PROVIDED TEXT.
+ + + + + + +

Research conducted by Division of Endocrinology, Diabetes, and Metabolism, Ohio State University, suggests that hospital readmission is an important contributor to total medical expenditure and is an emerging indicator of quality of care. Many factors such as patient demographics, diagnositc procedures, medications, etc. influence patient readmission. The goal of this project is to analyze key factors that impact the readmission of a patient and build a classification model that predicts readmission of a patient based on the key factors. This work presented here has been limited to diabetic patient readmission.We started with the exploratory analysis of the various features mentioned in the dataset to detect interesting patterns.The statistical testing section highlights the results of various hypothesis testing we performed to test the signifance of features on the readmission outcome.Finally, we used machine learning to build various classification models on the data.The accuracy of the classifiers is outlined in the Machine Learning section.
Tools & Techniques Used:
R was primarily used for the data prepartion. Python was used to perform hypothesis test and Machine Learning was performed using Weka GUI.

+ + + + + + +

GIVEN DATA.
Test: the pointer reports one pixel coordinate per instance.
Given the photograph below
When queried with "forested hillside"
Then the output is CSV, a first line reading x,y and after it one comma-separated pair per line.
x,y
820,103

+ + + + + + +

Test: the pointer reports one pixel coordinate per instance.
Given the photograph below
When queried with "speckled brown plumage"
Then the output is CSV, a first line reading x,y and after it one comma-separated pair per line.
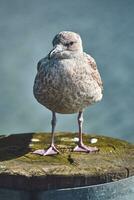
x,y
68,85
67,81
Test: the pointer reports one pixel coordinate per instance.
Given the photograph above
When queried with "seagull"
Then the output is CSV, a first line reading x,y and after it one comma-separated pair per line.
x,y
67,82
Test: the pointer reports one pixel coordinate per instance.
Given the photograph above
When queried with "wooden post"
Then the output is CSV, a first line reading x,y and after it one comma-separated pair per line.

+ + + + + + +

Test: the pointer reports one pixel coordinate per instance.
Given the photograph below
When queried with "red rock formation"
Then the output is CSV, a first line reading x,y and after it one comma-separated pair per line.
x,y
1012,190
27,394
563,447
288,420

+ + + + + + +

WORK TASK 1.
Name every software tool that the write-up on diabetic patient readmission says was used in the project.
WORK TASK 2.
Pick up the write-up on diabetic patient readmission after its last sentence and carry it forward.

TASK ANSWER 1.
R, Python, Weka GUI

TASK ANSWER 2.
For the visualizations, we used D3.JS and Google Charts API
The data contains over 50 features representing patient and hospital outcomes. Information was extracted from the database for encounters that satisfied the following criteria:
The data contains such attributes as patient number, race, gender, age, admission type, time in hospital, medical specialty of admitting physician, number of lab test performed, HbA1c test result, diagnosis, number of medication, diabetic medications, number of outpatient, inpatient, and emergency visits in the year before the hospitalization, etc.
The original dataset can be found here.
This graph indicates the frequency with which patients are being readmitted. There's a downward trend in the frequency of being readmitted and we considered patients who were readmitted more than 5 times as outliers and excluded them from further analysis.
The original data contained all the patient admissions. For building Machine Learning models, it is required that each row be an independent instance. Since the same patient was readmitted multiple times, this assumption would be invalid. Hence, the data prepared for Machine Learning part contained only the first encounter of every patient.